» GOAL OF THE EXERCISE
From the first line to the last, reproduce the data exactly.

(INFORMATION PROVIDED begins)

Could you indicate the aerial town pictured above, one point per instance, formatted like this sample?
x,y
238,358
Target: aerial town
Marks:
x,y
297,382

(INFORMATION PROVIDED ends)

» YOUR RESPONSE
Could you indicate the aerial town pictured above, one point per instance, formatted like this sample?
x,y
238,358
Target: aerial town
Marks:
x,y
297,382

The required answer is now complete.